**Task statement:**
All entries must be extracted exactly, with nothing added or dropped.

**Exercise material:**
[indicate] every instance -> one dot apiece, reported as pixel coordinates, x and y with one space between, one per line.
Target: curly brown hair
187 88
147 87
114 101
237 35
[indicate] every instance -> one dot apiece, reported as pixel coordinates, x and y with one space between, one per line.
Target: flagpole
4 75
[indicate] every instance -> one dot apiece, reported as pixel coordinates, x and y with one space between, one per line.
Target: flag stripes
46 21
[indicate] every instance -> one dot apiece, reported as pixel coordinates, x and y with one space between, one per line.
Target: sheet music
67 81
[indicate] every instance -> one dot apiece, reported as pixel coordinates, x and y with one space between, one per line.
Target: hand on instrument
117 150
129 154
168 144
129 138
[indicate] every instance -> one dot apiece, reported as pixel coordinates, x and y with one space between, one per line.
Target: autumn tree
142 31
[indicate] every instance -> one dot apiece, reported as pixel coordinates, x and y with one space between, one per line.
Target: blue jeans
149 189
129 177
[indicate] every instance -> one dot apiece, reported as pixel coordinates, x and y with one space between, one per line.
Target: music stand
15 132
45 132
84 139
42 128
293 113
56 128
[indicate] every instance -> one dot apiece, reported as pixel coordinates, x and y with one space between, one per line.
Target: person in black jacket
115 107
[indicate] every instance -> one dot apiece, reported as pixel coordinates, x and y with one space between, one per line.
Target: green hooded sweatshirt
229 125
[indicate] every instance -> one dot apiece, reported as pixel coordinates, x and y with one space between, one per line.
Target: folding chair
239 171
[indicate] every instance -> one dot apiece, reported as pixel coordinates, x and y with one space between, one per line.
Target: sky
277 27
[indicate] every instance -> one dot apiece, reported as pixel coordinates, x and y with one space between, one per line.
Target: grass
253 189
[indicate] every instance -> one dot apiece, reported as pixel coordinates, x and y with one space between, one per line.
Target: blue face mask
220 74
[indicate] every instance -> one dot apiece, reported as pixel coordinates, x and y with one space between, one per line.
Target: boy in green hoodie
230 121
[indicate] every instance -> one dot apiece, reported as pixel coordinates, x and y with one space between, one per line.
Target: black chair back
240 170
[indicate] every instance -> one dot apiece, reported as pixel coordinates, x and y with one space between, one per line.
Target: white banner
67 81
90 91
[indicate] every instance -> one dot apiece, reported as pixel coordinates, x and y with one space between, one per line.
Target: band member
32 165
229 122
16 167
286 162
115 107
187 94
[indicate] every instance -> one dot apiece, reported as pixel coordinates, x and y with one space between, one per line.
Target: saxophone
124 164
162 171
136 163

**Written reply:**
[indicate] every instance -> one dot apiece, reported as pixel coordinates, x and y with one space between, one per line.
Target: curly brown hair
187 88
147 87
114 101
237 35
[indicate] every instance -> one dot apiece, reported as pixel coordinates, x and y with one space between, one per line.
Target: flagpole
4 75
[indicate] every instance -> one dot apiece, reported as pixel coordinates, x and y with one space between, one per line.
Target: flag stripes
46 21
[indicate] every instance -> one dot apiece, reported as pixel coordinates, x and y with one space between, one per line.
Target: sheet music
67 81
[indicate] every instance -> one dot apiece, reported as pixel coordinates, x and y with one space between, one per line.
Target: hand on instrument
117 150
129 154
168 144
129 138
[indicate] every instance -> one dot apiece, reported as pixel coordinates, x and y with one space between, one per line.
Target: autumn tree
142 31
[indicate] every instance -> one dot apiece, reported as pixel coordinates, x and y with one space between, one per line.
Target: blue jeans
149 189
129 177
[indicate] every instance -> one dot apiece, reported as pixel coordinates, x and y with one space between, one per line.
Target: music stand
15 132
45 132
84 139
42 128
293 113
56 128
[indicate] every instance -> one dot apiece, reported as pixel coordinates, x and y with one space between, one per line.
Target: person in black jacket
115 107
[indicate] every instance -> one dot apiece, reported as pixel coordinates, x and y with one space between, one per line.
Target: green hooded sweatshirt
229 125
[indicate] every instance -> one dot apiece, reported as pixel coordinates, x and y with one space between, one per line.
Target: folding chair
239 171
[indicate] every instance -> one dot apiece, reported as pixel coordinates, x and y with one space between, one per line.
Target: sky
277 27
[indicate] every instance -> one dot apiece, reported as pixel coordinates, x and y with one space between, one per line.
Target: grass
253 189
[indicate] every instance -> one dot apiece, reported as pixel coordinates, x and y with one space between, one per line.
Target: blue face mask
220 74
[indicate] every instance -> one dot apiece, reported as pixel coordinates, x and y with one space between, one per line.
Target: boy in green hoodie
230 121
[indicate] every instance -> one dot apiece, reported as pixel coordinates, x and y with one space between, one per line.
Target: black chair back
240 170
[indicate] every instance -> one dot apiece, reported as pixel coordinates, x and y with one space between, one per line.
Target: white banner
67 81
90 91
[indicate] every instance -> one dot apiece, reported as pixel coordinates, x and y with one space between, one per line.
Target: band member
32 165
229 122
16 167
286 162
115 107
187 94
[indicate] every instance -> one dot apiece, reported as pixel coordinates, x and y with one space between, one per line.
Target: saxophone
124 164
162 171
136 163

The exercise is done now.